Set down exactly, and only, the lines from the one with "Reviewer note: check that each instance of the green bush" to the final line of the entries, both included.

Start of Input material

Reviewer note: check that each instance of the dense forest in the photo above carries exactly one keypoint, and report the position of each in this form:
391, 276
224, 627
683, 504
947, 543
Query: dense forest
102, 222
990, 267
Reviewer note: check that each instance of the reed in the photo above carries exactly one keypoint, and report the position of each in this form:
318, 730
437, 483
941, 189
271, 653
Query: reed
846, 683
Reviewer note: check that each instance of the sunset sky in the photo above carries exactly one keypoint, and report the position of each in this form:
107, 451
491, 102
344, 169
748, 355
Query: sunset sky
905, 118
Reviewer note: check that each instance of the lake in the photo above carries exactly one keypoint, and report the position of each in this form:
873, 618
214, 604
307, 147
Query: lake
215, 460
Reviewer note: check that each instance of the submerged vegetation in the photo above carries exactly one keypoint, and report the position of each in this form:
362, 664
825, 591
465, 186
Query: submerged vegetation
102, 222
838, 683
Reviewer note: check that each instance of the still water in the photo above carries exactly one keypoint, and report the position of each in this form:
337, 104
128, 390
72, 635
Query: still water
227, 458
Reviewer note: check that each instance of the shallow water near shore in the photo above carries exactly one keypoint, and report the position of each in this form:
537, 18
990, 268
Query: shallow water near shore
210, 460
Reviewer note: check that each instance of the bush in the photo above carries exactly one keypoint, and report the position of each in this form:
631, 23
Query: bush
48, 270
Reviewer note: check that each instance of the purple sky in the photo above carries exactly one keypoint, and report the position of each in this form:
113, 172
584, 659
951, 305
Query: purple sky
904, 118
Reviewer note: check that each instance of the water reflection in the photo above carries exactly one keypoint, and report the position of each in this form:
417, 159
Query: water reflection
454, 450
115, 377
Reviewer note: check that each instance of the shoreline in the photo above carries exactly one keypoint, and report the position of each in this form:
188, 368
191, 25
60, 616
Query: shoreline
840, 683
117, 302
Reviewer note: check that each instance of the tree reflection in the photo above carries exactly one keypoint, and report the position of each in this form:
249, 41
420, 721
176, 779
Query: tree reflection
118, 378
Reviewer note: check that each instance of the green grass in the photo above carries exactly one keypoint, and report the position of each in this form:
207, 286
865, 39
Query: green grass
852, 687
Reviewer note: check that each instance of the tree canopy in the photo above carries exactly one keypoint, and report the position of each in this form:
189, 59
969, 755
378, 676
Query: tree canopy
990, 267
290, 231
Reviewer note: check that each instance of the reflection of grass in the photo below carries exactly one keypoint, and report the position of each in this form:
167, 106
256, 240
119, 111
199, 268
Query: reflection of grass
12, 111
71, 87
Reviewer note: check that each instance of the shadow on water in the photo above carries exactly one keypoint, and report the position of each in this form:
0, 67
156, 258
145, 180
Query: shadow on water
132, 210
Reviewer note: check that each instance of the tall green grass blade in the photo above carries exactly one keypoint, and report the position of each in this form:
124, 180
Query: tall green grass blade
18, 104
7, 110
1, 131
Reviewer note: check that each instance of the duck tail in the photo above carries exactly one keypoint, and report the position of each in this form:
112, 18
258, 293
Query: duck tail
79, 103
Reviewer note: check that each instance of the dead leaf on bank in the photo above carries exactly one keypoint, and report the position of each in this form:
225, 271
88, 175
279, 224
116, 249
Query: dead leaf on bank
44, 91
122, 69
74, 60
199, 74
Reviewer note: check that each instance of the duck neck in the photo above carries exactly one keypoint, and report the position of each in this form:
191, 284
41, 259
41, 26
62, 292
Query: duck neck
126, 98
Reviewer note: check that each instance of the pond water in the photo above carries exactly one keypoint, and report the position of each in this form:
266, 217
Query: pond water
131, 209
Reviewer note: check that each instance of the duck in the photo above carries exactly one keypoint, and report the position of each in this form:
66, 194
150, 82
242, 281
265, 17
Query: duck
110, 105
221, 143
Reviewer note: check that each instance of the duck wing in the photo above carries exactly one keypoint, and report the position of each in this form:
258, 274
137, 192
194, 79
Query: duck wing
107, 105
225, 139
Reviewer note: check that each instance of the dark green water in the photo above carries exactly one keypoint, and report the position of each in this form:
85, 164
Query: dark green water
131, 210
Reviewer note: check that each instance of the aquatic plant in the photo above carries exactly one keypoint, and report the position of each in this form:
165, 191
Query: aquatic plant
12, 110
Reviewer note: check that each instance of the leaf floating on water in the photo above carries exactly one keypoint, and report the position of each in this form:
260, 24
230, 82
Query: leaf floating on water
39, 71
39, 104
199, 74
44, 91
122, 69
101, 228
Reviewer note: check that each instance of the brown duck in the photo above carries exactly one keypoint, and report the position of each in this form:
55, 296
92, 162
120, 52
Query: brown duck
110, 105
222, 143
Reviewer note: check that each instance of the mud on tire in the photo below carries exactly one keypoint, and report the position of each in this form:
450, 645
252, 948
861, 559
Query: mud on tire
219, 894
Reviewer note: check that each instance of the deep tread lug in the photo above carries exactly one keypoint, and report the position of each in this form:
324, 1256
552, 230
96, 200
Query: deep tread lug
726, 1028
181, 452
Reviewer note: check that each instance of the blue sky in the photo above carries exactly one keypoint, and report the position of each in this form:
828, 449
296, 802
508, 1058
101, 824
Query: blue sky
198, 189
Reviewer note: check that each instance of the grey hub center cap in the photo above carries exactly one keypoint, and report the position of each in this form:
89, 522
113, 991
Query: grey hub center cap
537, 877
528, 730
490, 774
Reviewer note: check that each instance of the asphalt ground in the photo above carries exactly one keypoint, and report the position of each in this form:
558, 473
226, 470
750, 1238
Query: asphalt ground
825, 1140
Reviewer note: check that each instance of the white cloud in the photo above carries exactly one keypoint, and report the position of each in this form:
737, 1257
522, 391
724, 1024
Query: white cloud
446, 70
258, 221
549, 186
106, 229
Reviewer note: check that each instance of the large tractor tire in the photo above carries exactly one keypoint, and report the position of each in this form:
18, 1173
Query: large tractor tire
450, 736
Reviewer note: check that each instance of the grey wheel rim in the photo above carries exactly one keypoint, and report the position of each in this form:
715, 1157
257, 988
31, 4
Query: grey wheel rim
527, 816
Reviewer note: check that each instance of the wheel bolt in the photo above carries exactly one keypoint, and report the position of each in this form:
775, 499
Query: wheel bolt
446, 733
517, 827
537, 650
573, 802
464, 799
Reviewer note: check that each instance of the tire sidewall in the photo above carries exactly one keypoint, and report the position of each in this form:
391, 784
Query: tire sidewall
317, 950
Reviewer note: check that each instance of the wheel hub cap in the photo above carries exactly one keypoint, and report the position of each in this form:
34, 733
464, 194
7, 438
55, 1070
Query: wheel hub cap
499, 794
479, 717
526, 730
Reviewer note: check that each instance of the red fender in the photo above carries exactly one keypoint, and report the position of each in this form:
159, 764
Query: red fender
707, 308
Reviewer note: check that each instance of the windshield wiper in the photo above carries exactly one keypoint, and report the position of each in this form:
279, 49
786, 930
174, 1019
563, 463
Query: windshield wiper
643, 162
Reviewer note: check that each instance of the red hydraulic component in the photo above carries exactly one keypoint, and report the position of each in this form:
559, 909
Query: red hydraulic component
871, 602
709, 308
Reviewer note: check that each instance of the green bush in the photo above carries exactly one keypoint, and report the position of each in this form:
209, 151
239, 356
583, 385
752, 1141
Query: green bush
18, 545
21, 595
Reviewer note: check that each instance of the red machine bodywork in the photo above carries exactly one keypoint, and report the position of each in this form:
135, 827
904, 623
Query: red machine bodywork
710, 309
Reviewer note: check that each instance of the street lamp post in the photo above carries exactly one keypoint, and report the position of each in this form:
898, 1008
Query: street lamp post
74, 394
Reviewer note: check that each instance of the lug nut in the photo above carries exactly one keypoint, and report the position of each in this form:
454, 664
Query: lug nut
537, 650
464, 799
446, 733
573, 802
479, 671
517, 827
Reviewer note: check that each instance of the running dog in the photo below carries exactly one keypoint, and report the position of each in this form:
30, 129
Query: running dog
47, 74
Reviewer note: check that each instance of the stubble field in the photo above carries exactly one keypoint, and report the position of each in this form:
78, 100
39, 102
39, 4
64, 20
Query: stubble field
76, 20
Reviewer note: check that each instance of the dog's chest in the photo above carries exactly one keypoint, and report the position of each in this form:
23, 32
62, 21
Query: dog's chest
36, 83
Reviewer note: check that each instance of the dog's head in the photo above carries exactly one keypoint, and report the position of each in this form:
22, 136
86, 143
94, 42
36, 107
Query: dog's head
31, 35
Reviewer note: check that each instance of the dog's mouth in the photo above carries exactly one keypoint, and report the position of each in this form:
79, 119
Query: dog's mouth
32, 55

End of Input material

● Task solution
Reviewer note: check that each instance of the green bush in the photo above carries exactly one keypoint, and report the position of each in this form:
209, 151
239, 356
583, 385
752, 1141
Query: green bush
18, 545
21, 595
Reviewer note: check that each instance of the red machine bodywork in the photo above carries exactly one keypoint, and report the position of each in this form:
135, 827
904, 623
Query: red machine bodywork
710, 309
Reviewer note: check that each instance of the street lamp post in the photo above carries exactly one keypoint, and report the position of each in this form:
898, 1008
Query: street lamp post
74, 394
Reviewer note: check that each instance of the lug nut in the photo above carries exactly one keypoint, and report the position of each in this form:
454, 664
Query: lug nut
537, 650
464, 799
446, 733
573, 802
479, 671
517, 827
Reviewer note: check that each instance of the running dog in the photo below carries exactly one keypoint, and report the position of each in this form:
30, 129
Query: running dog
47, 74
Reviewer note: check that each instance of the stubble field in the photo above carries exactly one keypoint, and report the position of each in this form:
78, 100
39, 102
39, 4
64, 20
Query: stubble field
76, 20
Reviewer note: check that each instance of the dog's chest in the photo above carries exactly one keypoint, and report the position of each in this form:
23, 32
62, 21
Query: dog's chest
36, 83
Reviewer note: check that each instance of the dog's head in the photo above carries exactly one keypoint, and report the position of each in this form:
22, 136
86, 143
94, 42
36, 107
Query: dog's head
31, 35
Reviewer note: check that each instance of the dog's mouth in the photo above carries exactly one keypoint, and report the position of each in this form:
79, 119
Query: dog's mouth
32, 55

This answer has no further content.